GOAL OF THE EXERCISE
Reproduce the following items line for line without any changes, omitting the pictures from your answer.

Collected data entries:
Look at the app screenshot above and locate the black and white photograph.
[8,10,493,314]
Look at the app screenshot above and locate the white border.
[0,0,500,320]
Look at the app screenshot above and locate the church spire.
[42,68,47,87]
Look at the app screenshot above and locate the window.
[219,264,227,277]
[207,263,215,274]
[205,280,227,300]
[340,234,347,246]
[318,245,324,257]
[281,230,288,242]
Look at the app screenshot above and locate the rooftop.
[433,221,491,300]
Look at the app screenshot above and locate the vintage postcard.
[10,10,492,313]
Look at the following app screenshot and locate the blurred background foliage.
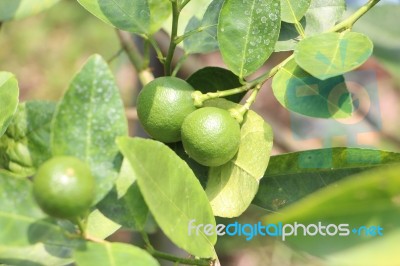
[0,0,400,266]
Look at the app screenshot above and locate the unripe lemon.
[33,156,94,219]
[137,77,196,143]
[181,107,240,166]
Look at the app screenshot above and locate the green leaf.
[186,67,246,102]
[205,99,272,217]
[74,242,160,266]
[0,101,56,177]
[281,0,311,23]
[97,159,149,231]
[253,148,400,210]
[264,164,400,256]
[0,71,19,136]
[168,142,209,189]
[183,0,224,54]
[51,55,128,203]
[275,19,305,52]
[86,209,121,239]
[0,171,79,265]
[117,137,217,257]
[0,0,59,21]
[147,0,172,34]
[218,0,281,78]
[294,32,373,80]
[305,0,346,36]
[163,0,212,36]
[78,0,149,34]
[275,0,346,52]
[272,59,353,118]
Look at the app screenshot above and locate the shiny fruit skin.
[137,77,196,143]
[33,156,95,219]
[181,107,240,167]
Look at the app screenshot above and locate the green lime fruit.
[137,77,196,143]
[33,156,95,219]
[181,107,240,166]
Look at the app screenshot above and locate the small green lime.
[33,156,94,219]
[137,77,196,143]
[182,107,240,166]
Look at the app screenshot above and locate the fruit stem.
[192,85,253,107]
[71,216,87,239]
[147,249,212,266]
[171,54,188,77]
[117,30,154,85]
[229,84,262,124]
[328,0,381,32]
[164,0,180,76]
[179,0,190,10]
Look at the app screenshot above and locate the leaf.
[305,0,346,36]
[186,67,246,102]
[97,159,149,231]
[86,209,121,239]
[163,0,212,36]
[0,101,56,177]
[74,242,160,266]
[0,0,59,21]
[0,71,19,136]
[218,0,281,78]
[205,99,272,217]
[117,137,217,257]
[281,0,311,23]
[183,0,224,54]
[272,59,353,118]
[294,32,373,80]
[78,0,150,34]
[275,0,346,52]
[147,0,172,34]
[264,164,400,256]
[168,142,209,189]
[0,171,80,265]
[51,55,128,203]
[275,19,305,52]
[253,148,400,210]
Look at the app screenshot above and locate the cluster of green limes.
[137,77,240,166]
[33,156,94,220]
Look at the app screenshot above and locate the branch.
[164,0,180,76]
[328,0,381,32]
[117,30,154,85]
[147,249,212,266]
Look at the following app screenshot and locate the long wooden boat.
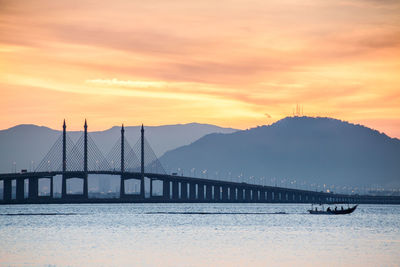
[308,205,358,215]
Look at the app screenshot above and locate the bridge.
[0,120,400,204]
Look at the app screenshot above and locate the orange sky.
[0,0,400,137]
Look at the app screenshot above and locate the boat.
[308,205,358,215]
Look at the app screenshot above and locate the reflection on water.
[0,204,400,266]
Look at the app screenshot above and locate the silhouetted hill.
[0,123,236,173]
[161,117,400,191]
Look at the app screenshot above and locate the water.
[0,204,400,266]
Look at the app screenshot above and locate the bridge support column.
[16,178,25,201]
[222,185,229,202]
[83,173,89,198]
[266,190,272,203]
[214,185,221,201]
[163,180,170,200]
[119,175,125,198]
[3,179,12,201]
[50,176,54,198]
[181,182,188,200]
[197,184,204,201]
[28,178,39,199]
[251,189,259,202]
[244,189,251,202]
[189,182,196,201]
[206,184,212,202]
[237,187,244,202]
[61,174,67,198]
[150,178,153,198]
[172,181,179,200]
[259,189,266,203]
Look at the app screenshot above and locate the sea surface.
[0,204,400,266]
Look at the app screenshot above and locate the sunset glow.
[0,0,400,138]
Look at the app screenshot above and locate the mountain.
[0,123,237,173]
[160,117,400,191]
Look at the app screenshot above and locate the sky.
[0,0,400,138]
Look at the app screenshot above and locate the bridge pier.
[214,185,221,202]
[206,184,213,202]
[163,180,171,200]
[189,182,196,201]
[119,177,125,198]
[197,183,204,201]
[82,173,89,199]
[16,178,25,201]
[181,182,188,200]
[61,176,67,198]
[3,179,12,201]
[252,189,260,202]
[28,177,39,200]
[222,185,229,202]
[237,187,244,202]
[244,188,251,202]
[172,181,179,201]
[260,189,266,203]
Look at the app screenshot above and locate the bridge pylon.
[61,119,67,198]
[140,124,145,198]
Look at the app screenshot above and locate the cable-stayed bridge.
[0,120,400,204]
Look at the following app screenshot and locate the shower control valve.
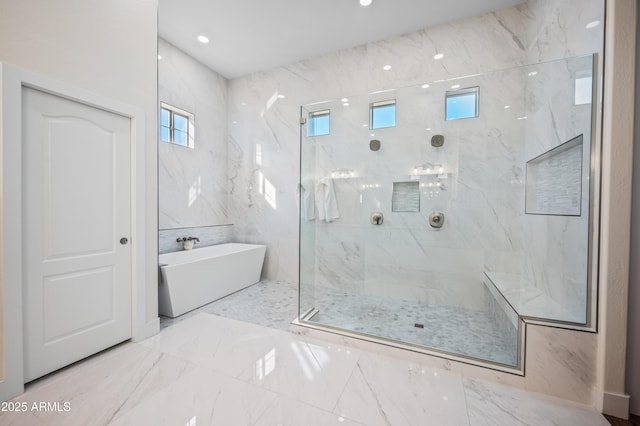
[429,212,444,228]
[369,212,384,225]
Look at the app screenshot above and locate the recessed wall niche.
[391,182,420,212]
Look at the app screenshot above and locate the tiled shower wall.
[228,0,603,296]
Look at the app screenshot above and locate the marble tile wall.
[158,39,230,229]
[229,0,603,300]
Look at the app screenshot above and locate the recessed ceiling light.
[585,21,600,30]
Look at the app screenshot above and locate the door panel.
[22,88,132,381]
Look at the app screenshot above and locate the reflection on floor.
[161,281,518,365]
[0,312,608,426]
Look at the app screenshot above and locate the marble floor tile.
[256,396,363,426]
[334,353,469,426]
[0,343,195,426]
[0,294,607,426]
[112,367,277,426]
[142,312,288,377]
[160,280,298,331]
[463,378,609,426]
[238,332,360,411]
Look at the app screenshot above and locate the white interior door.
[22,87,132,382]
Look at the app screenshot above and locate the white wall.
[229,1,603,290]
[229,0,624,404]
[626,0,640,415]
[0,0,158,322]
[158,39,229,229]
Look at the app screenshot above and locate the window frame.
[159,102,195,149]
[369,99,398,130]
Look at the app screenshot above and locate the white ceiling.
[158,0,522,78]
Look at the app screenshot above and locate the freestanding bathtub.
[158,243,266,318]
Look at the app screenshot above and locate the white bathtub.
[158,243,266,318]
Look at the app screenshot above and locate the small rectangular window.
[445,87,480,120]
[160,102,195,148]
[369,99,396,129]
[574,74,593,105]
[307,109,331,136]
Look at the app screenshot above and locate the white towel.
[316,177,340,222]
[296,179,316,222]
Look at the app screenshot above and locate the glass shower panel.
[300,56,593,368]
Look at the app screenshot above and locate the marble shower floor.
[0,312,608,426]
[161,281,517,366]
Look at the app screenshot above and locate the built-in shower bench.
[484,272,584,323]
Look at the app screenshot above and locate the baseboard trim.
[594,390,631,420]
[144,317,160,339]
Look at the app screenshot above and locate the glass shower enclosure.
[299,56,599,373]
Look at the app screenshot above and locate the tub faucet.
[176,237,200,244]
[176,237,200,250]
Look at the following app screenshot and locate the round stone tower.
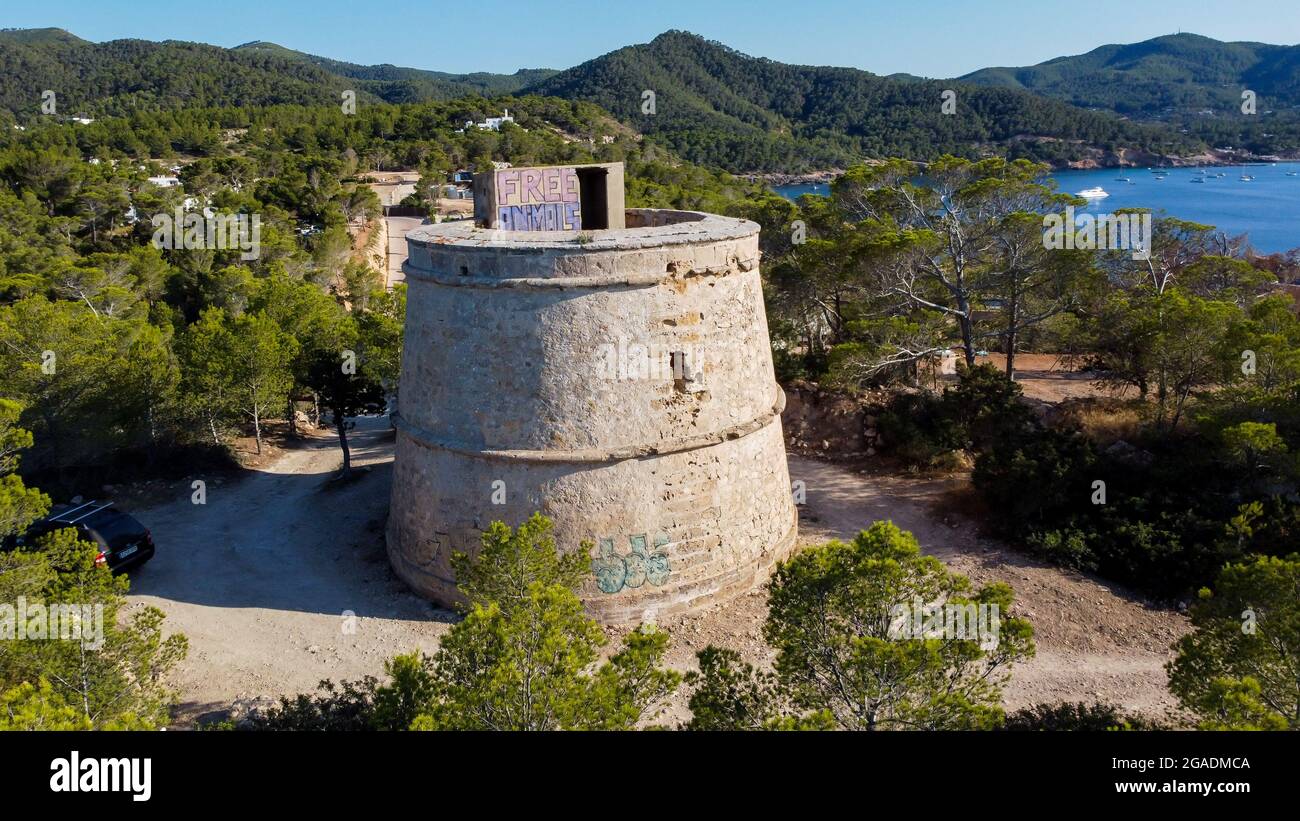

THE OUTPUT
Look at the app screenshot above and locate the black and white photograph.
[8,10,493,314]
Look at the app screenshot above and locate the white border.
[0,0,500,320]
Look at the app screenshot above and locate the church spire.
[42,68,47,87]
Look at the app screenshot above and locate the window.
[219,264,227,277]
[207,263,215,274]
[205,280,227,300]
[340,234,347,246]
[318,245,324,257]
[281,230,288,242]
Look at the app screenshot above and locate the rooftop.
[433,221,491,300]
Look at the app screenshot above and locate the vintage postcard.
[10,10,492,313]
Look at the following app screenshot and locate the blurred background foliage.
[0,0,400,266]
Look at the app screenshot above and locate the unripe lemon.
[33,156,94,219]
[137,77,196,143]
[181,107,240,166]
Look at the app screenshot above and locate the green leaf.
[186,67,246,102]
[205,99,272,217]
[74,242,160,266]
[0,101,56,177]
[281,0,311,23]
[97,159,149,231]
[253,148,400,210]
[264,164,400,256]
[0,71,19,136]
[168,142,209,189]
[183,0,224,54]
[51,55,128,203]
[275,19,305,52]
[86,209,121,239]
[0,171,79,265]
[117,137,217,257]
[0,0,59,21]
[147,0,172,34]
[218,0,281,78]
[294,32,373,80]
[305,0,346,36]
[163,0,212,36]
[78,0,149,34]
[275,0,346,52]
[272,59,353,118]
Look at the app screenshot above and locate the shiny fruit skin.
[137,77,196,143]
[33,156,95,219]
[181,107,240,167]
Look at the app screenshot above and locate the green lime fruit.
[137,77,196,143]
[33,156,95,219]
[181,107,240,166]
Look at the app screenshot above and locate the small green lime.
[33,156,94,219]
[137,77,196,143]
[182,107,240,166]
Look at the app screenshot above and locate the fruit stem.
[192,85,253,107]
[71,216,87,239]
[147,249,212,266]
[171,54,188,77]
[117,30,154,85]
[229,84,262,124]
[328,0,381,32]
[164,0,180,76]
[179,0,190,10]
Look at the app screenshot above and locate the leaf.
[305,0,346,36]
[186,67,246,102]
[97,159,149,231]
[86,209,121,239]
[163,0,212,36]
[0,101,56,177]
[74,242,160,266]
[0,0,59,21]
[0,71,19,136]
[218,0,281,78]
[205,99,272,217]
[117,137,217,257]
[281,0,311,23]
[183,0,224,54]
[272,59,353,118]
[294,32,373,80]
[78,0,150,34]
[275,0,346,52]
[147,0,172,34]
[264,164,400,256]
[168,142,209,189]
[0,171,80,265]
[51,55,128,203]
[275,19,305,52]
[253,148,400,210]
Look at the app screenshot above and locate the cluster of green limes.
[137,77,240,166]
[33,156,94,220]
Look at the app screenshot above and locate the branch.
[164,0,180,76]
[328,0,381,32]
[117,30,154,85]
[147,249,212,266]
Look at the following app screenshot and locate the long wooden boat.
[308,205,358,215]
Look at the app screenshot above and locate the bridge.
[0,120,400,204]
Look at the app screenshot above and locate the orange sky.
[0,0,400,137]
Look at the app screenshot above and locate the boat.
[308,205,358,215]
Look at the app screenshot above and locate the reflection on water.
[0,204,400,266]
Look at the app screenshot above and locate the silhouetted hill.
[0,123,236,173]
[161,117,400,191]
Look at the app screenshot above and locate the water.
[0,204,400,266]
Look at the app screenshot above and locate the bridge support column.
[16,178,25,201]
[222,185,229,202]
[83,173,89,198]
[266,190,272,203]
[214,185,221,201]
[163,180,170,200]
[119,175,125,198]
[3,179,12,201]
[50,176,54,198]
[181,182,188,200]
[197,184,204,201]
[28,178,39,199]
[251,189,259,202]
[244,189,251,202]
[189,182,196,201]
[206,184,212,202]
[237,187,244,202]
[61,174,67,198]
[150,178,153,198]
[172,181,179,200]
[259,189,266,203]
Look at the app screenshot above and locate the sea surface.
[0,204,400,266]
Look at the app screenshot above and locate the sunset glow.
[0,0,400,138]
Look at the app screenshot above and locate the mountain.
[0,123,237,173]
[160,117,400,191]
Look at the app screenshot above and locate the sky.
[0,0,400,138]
Look at the app screenshot above and locate the bridge pier.
[214,185,221,202]
[206,184,213,202]
[163,180,171,200]
[189,182,196,201]
[119,177,125,198]
[197,183,204,201]
[82,173,89,199]
[16,178,25,201]
[181,182,188,200]
[61,176,67,198]
[3,179,12,201]
[252,189,260,202]
[28,177,39,200]
[222,185,229,202]
[237,187,244,202]
[244,188,251,202]
[172,181,179,201]
[260,189,266,203]
Look at the app screenshot above and locate the bridge pylon.
[61,119,67,198]
[140,124,145,198]
Look at the app screenshot above and locate the cable-stayed bridge.
[0,120,400,204]
Look at the following app screenshot and locate the shower control valve.
[429,212,444,228]
[369,212,384,225]
Look at the app screenshot above and locate the recessed wall niche.
[391,182,420,212]
Look at the app screenshot above and locate the tiled shower wall.
[228,0,603,296]
Look at the app screenshot above and locate the marble tile wall.
[158,39,230,229]
[229,0,603,300]
Look at the app screenshot above and locate the recessed ceiling light.
[585,21,600,30]
Look at the app screenshot above and locate the door panel.
[22,88,132,381]
Look at the app screenshot above and locate the reflection on floor.
[161,281,518,365]
[0,312,608,426]
Look at the app screenshot above and locate the marble floor tile.
[256,396,363,426]
[334,353,469,426]
[0,343,195,426]
[0,294,607,426]
[112,367,277,426]
[142,312,288,377]
[160,280,298,331]
[463,378,609,426]
[238,332,360,411]
Look at the app screenshot above and locate the white interior door.
[22,87,132,382]
Look at the app screenshot above and locate the white wall.
[229,1,603,290]
[229,0,624,404]
[626,0,640,415]
[0,0,158,322]
[158,39,229,229]
Look at the app screenshot above and locate the window frame.
[159,102,195,149]
[369,99,398,130]
Look at the app screenshot above and locate the white ceiling.
[158,0,522,78]
Look at the app screenshot above and locate the freestanding bathtub.
[158,243,266,318]
Look at the app screenshot above and locate the white bathtub.
[158,243,266,318]
Look at the app screenshot above and locate the small rectangular window.
[445,87,480,120]
[160,102,195,148]
[369,99,396,129]
[574,74,593,105]
[307,109,331,136]
Look at the app screenshot above and locate the white towel.
[316,177,340,222]
[296,179,316,222]
Look at the app screenshot above and locate the glass shower panel.
[300,56,593,368]
Look at the app screenshot above and locate the marble shower floor.
[0,312,608,426]
[161,281,517,366]
Look at the app screenshot above and locate the built-in shower bench.
[484,272,584,323]
Look at the app screenshot above and locate the baseboard trim.
[594,390,631,420]
[144,317,160,339]
Look at the app screenshot above and locate the glass shower enclosure.
[299,56,599,373]
Look at the app screenshot above and locate the tub faucet.
[176,237,200,244]
[176,237,200,250]
Look at the following app screenshot and locate the round stone tower.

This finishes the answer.